Loading a Checkpoint¶
To load and use a saved model:
# Load the dictionary from disk
checkpoint = torch.load("checkpoints/model.pt", map_location="cpu")
# Rebuild the model architecture (empty, no weights yet)
config = checkpoint["gpt_cfg"]
model = GPT(config)
# Fill in the saved weights
model.load_state_dict(checkpoint["model_state"])
# Switch to inference mode (disables dropout)
model.eval()
It's like loading a save file in a video game: the game loads the world (architecture) and then restores your character's state (weights).
model.eval() vs model.train()¶
Two important mode switches:
model.train(): Enables dropout (randomly zeroes out ~10% of activations during training). During each forward pass, random neurons get switched off. This forces the model to not rely on any specific neuron always being present - if neuron 42 might disappear, the model has to distribute knowledge across many neurons. This makes the learned features more robust and helps prevent overfitting. Dropout is on by default.
model.eval(): Disables dropout. All neurons are active. Use this when generating text or evaluating - you want deterministic, full-power outputs.
You can see both in the training loop from Chapter 12: model.eval() before computing validation loss, model.train() after.
Always switch to eval() mode before generation!

+++++

Continue the guide on loading a saved model checkpoint, picking up right after its last line.

+++++

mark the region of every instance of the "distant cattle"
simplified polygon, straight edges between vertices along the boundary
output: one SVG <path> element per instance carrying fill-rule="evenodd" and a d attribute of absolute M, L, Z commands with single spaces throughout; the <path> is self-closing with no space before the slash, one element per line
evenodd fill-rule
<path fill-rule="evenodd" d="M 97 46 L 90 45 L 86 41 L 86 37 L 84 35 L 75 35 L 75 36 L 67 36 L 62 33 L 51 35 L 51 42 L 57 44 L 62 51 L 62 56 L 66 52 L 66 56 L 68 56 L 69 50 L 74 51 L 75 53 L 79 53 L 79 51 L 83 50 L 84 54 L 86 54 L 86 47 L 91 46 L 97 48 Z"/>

+++++

--- RESULT OF THIS TASK ---
Resume Training (Optional)¶
You can also resume training from a checkpoint:
checkpoint = torch.load("checkpoints/model.pt")
model.load_state_dict(checkpoint["model_state"])
start_step = checkpoint["step"]
# continue training from start_step...
For a 3000-step run, this usually isn't needed. But for longer runs on larger models, it's essential.
Code¶
File:
src/ch13_checkpoint.pyRun it:python src/ch13_checkpoint.py
This file: 1. Checks if a checkpoint exists (creates a dummy one if not) 2. Loads the checkpoint 3. Rebuilds the model 4. Verifies it works with a forward pass 5. Reports the file size
Key Takeaways¶
- A checkpoint = the model's learned weights + metadata, saved to disk.
torch.save()saves;torch.load()+model.load_state_dict()restores.- Always call
model.eval()before generating text. - Our checkpoint is ~4 MB, tiny!
- Checkpoints let you use a trained model without retraining.